■ **Data for the task**:

= = =

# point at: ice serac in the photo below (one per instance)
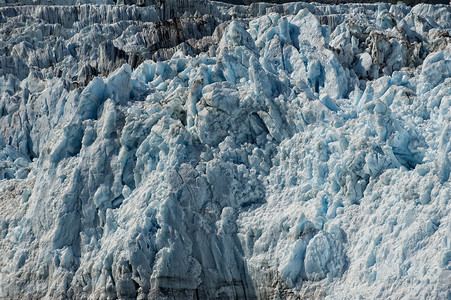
(226, 152)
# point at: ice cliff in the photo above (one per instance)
(199, 150)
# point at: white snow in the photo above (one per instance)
(292, 160)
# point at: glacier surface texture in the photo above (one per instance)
(200, 150)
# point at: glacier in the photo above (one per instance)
(202, 150)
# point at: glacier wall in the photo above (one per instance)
(266, 152)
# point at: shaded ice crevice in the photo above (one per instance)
(235, 173)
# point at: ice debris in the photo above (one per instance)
(306, 155)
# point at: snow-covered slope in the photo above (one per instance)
(273, 152)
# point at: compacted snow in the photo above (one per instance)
(284, 152)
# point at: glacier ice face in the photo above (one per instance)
(275, 151)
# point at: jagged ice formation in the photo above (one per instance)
(199, 150)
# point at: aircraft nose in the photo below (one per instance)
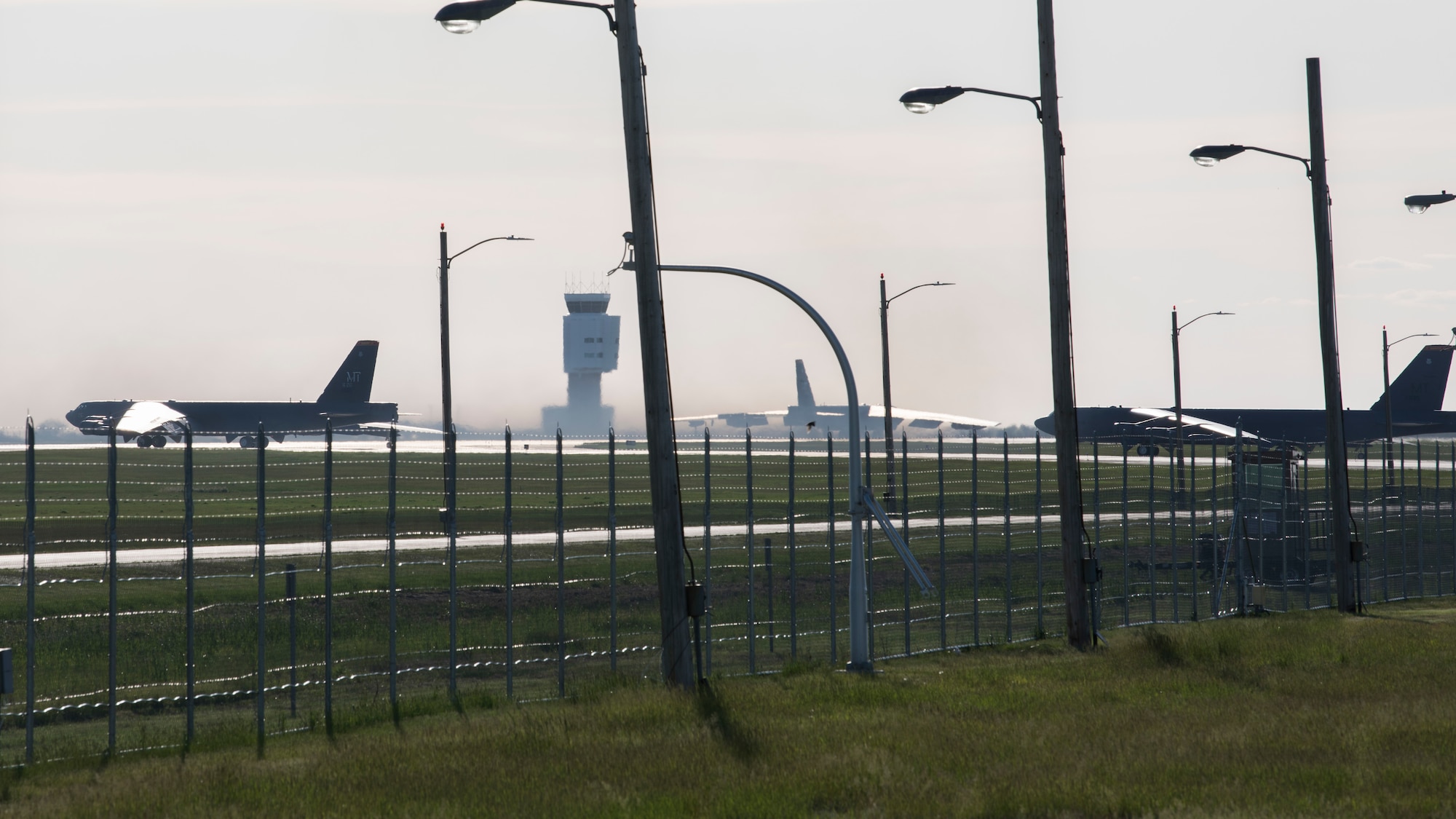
(1046, 424)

= = =

■ **Problem**: Reproduce the data above with every "glacier" swapped for "ice sheet" and all other text left unchanged, leaving out the pictures.

■ **The response**:
# point at: ice serac in the photo below (one per instance)
(226, 152)
# point at: ice cliff in the photo above (one per instance)
(199, 150)
# point at: white snow in the photo above (one per instance)
(292, 160)
# point at: ice sheet surface texture in the photo above (one per instance)
(200, 150)
# point at: ice sheet in the photo above (one per instance)
(202, 150)
# point at: ice sheet wall in the photo above (one per instance)
(266, 152)
# point at: shaded ice crevice in the photo above (one per instance)
(235, 173)
# point at: ice debris in the photo above (one per instance)
(306, 155)
# point at: snow-covered slope in the photo above (one per instance)
(273, 152)
# point at: compacted snow in the photo above (one per instance)
(284, 152)
# point at: ice sheet ice face in the photo above (one per instance)
(275, 151)
# point at: jagged ice formation in the photo above (one per instance)
(199, 150)
# point at: aircraft nose in the photo below (one per instance)
(1046, 424)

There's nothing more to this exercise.